* [THE TASK] Leaving out the pictures, retype all the material exactly.

_ _ _ _ _

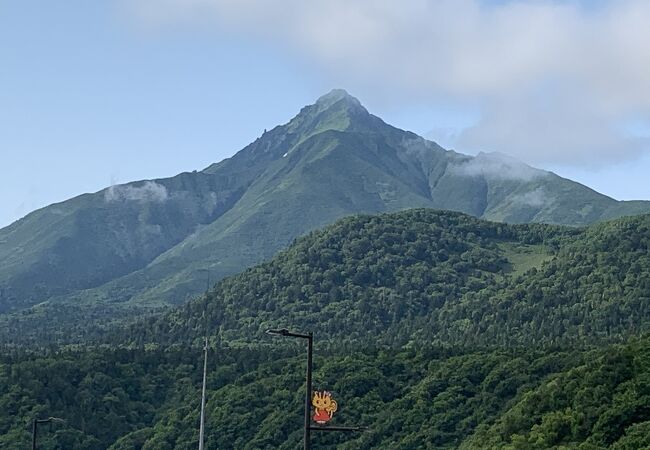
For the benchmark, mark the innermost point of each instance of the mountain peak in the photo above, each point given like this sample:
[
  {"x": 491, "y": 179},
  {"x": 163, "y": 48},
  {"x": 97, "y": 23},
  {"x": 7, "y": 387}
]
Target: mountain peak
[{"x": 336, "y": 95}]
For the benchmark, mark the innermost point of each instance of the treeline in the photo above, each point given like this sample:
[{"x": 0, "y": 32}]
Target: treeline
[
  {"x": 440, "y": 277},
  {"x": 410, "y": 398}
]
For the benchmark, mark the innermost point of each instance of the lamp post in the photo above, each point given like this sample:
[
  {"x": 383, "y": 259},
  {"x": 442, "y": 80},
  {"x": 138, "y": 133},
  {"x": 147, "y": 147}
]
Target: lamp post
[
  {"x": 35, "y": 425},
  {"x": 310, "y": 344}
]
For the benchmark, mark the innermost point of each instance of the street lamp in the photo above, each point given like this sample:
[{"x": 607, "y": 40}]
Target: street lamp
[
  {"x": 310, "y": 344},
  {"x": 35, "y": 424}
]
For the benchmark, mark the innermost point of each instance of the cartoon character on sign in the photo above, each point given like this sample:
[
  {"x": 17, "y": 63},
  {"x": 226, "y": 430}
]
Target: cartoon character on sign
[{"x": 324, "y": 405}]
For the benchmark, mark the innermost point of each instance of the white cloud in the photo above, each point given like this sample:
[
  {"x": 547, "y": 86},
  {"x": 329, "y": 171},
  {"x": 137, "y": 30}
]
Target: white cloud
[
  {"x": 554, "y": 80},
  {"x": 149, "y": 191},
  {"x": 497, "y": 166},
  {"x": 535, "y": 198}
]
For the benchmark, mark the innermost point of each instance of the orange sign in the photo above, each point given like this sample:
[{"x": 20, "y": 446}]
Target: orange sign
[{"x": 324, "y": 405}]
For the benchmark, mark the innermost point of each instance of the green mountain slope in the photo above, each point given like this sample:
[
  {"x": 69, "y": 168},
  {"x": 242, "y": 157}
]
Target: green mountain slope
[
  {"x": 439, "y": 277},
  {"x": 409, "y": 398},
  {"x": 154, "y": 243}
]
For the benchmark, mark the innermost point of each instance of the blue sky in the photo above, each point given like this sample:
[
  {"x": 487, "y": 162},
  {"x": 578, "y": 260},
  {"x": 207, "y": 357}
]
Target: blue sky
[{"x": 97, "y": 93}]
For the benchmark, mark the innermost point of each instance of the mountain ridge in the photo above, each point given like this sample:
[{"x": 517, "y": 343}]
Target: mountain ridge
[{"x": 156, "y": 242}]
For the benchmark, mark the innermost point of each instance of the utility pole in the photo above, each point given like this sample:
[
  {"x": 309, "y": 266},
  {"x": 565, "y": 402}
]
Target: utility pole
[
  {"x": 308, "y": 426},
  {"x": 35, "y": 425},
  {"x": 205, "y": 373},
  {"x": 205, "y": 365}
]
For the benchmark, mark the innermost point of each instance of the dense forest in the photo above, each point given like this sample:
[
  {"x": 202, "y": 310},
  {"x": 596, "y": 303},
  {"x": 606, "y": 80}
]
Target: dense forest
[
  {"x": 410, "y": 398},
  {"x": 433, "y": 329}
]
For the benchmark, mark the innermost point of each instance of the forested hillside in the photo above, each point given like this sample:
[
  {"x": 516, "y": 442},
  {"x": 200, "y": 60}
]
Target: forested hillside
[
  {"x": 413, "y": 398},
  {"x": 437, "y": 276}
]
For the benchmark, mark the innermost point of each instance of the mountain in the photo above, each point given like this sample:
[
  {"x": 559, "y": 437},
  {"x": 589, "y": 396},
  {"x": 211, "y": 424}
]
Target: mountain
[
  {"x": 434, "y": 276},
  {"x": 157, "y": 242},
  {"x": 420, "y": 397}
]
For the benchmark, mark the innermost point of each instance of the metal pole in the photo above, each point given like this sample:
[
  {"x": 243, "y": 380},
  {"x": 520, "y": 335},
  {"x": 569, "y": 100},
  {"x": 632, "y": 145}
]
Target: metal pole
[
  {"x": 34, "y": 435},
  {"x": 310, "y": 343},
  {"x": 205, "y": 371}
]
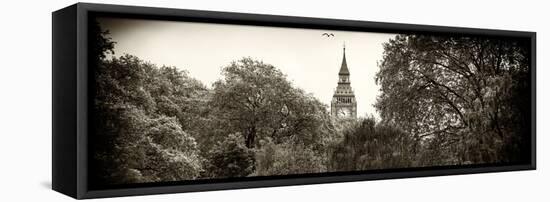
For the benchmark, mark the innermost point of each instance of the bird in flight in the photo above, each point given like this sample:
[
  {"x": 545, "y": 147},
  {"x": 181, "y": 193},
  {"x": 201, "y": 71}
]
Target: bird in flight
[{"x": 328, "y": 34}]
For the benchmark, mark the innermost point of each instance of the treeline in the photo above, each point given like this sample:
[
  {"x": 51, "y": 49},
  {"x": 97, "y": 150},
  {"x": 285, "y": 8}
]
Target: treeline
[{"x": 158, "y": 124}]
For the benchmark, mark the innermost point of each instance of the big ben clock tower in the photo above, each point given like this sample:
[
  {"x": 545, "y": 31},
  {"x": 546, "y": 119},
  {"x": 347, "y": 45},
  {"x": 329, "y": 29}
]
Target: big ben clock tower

_ _ _ _ _

* [RESPONSE TO THE TASK]
For the benchmark, mark the innermost point of each instance of the mountain peak in the photo above, each point given like this sample:
[
  {"x": 491, "y": 179},
  {"x": 163, "y": 48},
  {"x": 97, "y": 23},
  {"x": 7, "y": 387}
]
Target: mountain peak
[{"x": 336, "y": 95}]
For the benchmark, mark the innermost point of each instance of the treeline in the photo above, each point given like this sample:
[{"x": 0, "y": 32}]
Target: treeline
[
  {"x": 440, "y": 277},
  {"x": 410, "y": 398}
]
For the benchmark, mark the innermost point of each instance of the lamp post in the photo above, each point given like this sample:
[
  {"x": 383, "y": 259},
  {"x": 442, "y": 80},
  {"x": 138, "y": 133},
  {"x": 147, "y": 147}
]
Target: lamp post
[
  {"x": 35, "y": 425},
  {"x": 310, "y": 344}
]
For the benchmark, mark the innermost point of each instance of the street lamp in the photo above, each point given like this sample:
[{"x": 607, "y": 40}]
Target: street lamp
[
  {"x": 310, "y": 344},
  {"x": 35, "y": 424}
]
For the benchmark, mark the innermost point of each instance of the cartoon character on sign in the photo above, each point given like this sample:
[
  {"x": 17, "y": 63},
  {"x": 226, "y": 430}
]
Target: cartoon character on sign
[{"x": 324, "y": 405}]
For the benchmark, mark the innermost point of each instance of the white cloud in the photo above, each point given like this sample:
[
  {"x": 547, "y": 86},
  {"x": 329, "y": 171},
  {"x": 137, "y": 30}
]
Target: white cloud
[
  {"x": 554, "y": 80},
  {"x": 149, "y": 191},
  {"x": 497, "y": 166},
  {"x": 535, "y": 198}
]
For the benchmark, mark the innermost point of each instance of the orange sign in the photo above, each point given like this sample:
[{"x": 20, "y": 446}]
Target: orange sign
[{"x": 324, "y": 405}]
For the benchmark, mark the innermost point of each instance of the green mountain slope in the photo above, each point given like this sample:
[
  {"x": 69, "y": 168},
  {"x": 242, "y": 157}
]
Target: green mountain slope
[
  {"x": 439, "y": 277},
  {"x": 409, "y": 398},
  {"x": 154, "y": 243}
]
For the benchmark, mark the innermost point of each instance of the blue sky in the photo above, each point given like this sample:
[
  {"x": 487, "y": 162},
  {"x": 578, "y": 260},
  {"x": 207, "y": 357}
]
Target: blue sky
[{"x": 97, "y": 93}]
For the benchmark, mark the innermost point of each instance of the mountain ridge in the photo above, each point given like this sample:
[{"x": 517, "y": 343}]
Target: mountain ridge
[{"x": 156, "y": 242}]
For the benchmark, mark the innermost point of each instance of the utility pole in the photo above, each point given like this sample:
[
  {"x": 309, "y": 266},
  {"x": 565, "y": 402}
]
Target: utility pole
[
  {"x": 308, "y": 426},
  {"x": 35, "y": 425},
  {"x": 205, "y": 373},
  {"x": 205, "y": 365}
]
For the benchmark, mark the innermost point of each instance of the dense forest in the photo above, each point given like this sample:
[
  {"x": 202, "y": 310},
  {"x": 596, "y": 303},
  {"x": 606, "y": 80}
]
Target: dense forest
[
  {"x": 410, "y": 398},
  {"x": 433, "y": 329}
]
For the benchmark, mark the innermost point of each instance of the forested hillside in the photo above, each point given like this sample:
[
  {"x": 516, "y": 442},
  {"x": 200, "y": 60}
]
Target: forested hillside
[
  {"x": 413, "y": 398},
  {"x": 437, "y": 276}
]
For the benchmark, mark the innermost point of each instance of the mountain in the photo above, each point given like this sample:
[
  {"x": 559, "y": 437},
  {"x": 589, "y": 396},
  {"x": 211, "y": 424}
]
Target: mountain
[
  {"x": 434, "y": 276},
  {"x": 157, "y": 242},
  {"x": 420, "y": 397}
]
For the benchmark, mark the innermost point of each instance of the metal pole in the photo above, each point given like this sample:
[
  {"x": 243, "y": 380},
  {"x": 520, "y": 335},
  {"x": 569, "y": 100},
  {"x": 632, "y": 145}
]
Target: metal pole
[
  {"x": 34, "y": 435},
  {"x": 310, "y": 343},
  {"x": 205, "y": 371}
]
For the benchmark, mark the innermost point of each instance of the bird in flight in the photo above, each point given like this sample:
[
  {"x": 545, "y": 147},
  {"x": 181, "y": 193},
  {"x": 201, "y": 71}
]
Target: bird in flight
[{"x": 328, "y": 34}]
For the benchmark, mark the innermost point of each instance of the treeline in the photo above, each point given like this sample:
[
  {"x": 51, "y": 49},
  {"x": 97, "y": 150},
  {"x": 285, "y": 8}
]
Target: treeline
[{"x": 158, "y": 124}]
For the benchmark, mark the innermost point of each instance of the big ben clock tower in the photo above, each point given like this sample:
[
  {"x": 545, "y": 31},
  {"x": 546, "y": 119},
  {"x": 347, "y": 45},
  {"x": 329, "y": 29}
]
Target: big ben clock tower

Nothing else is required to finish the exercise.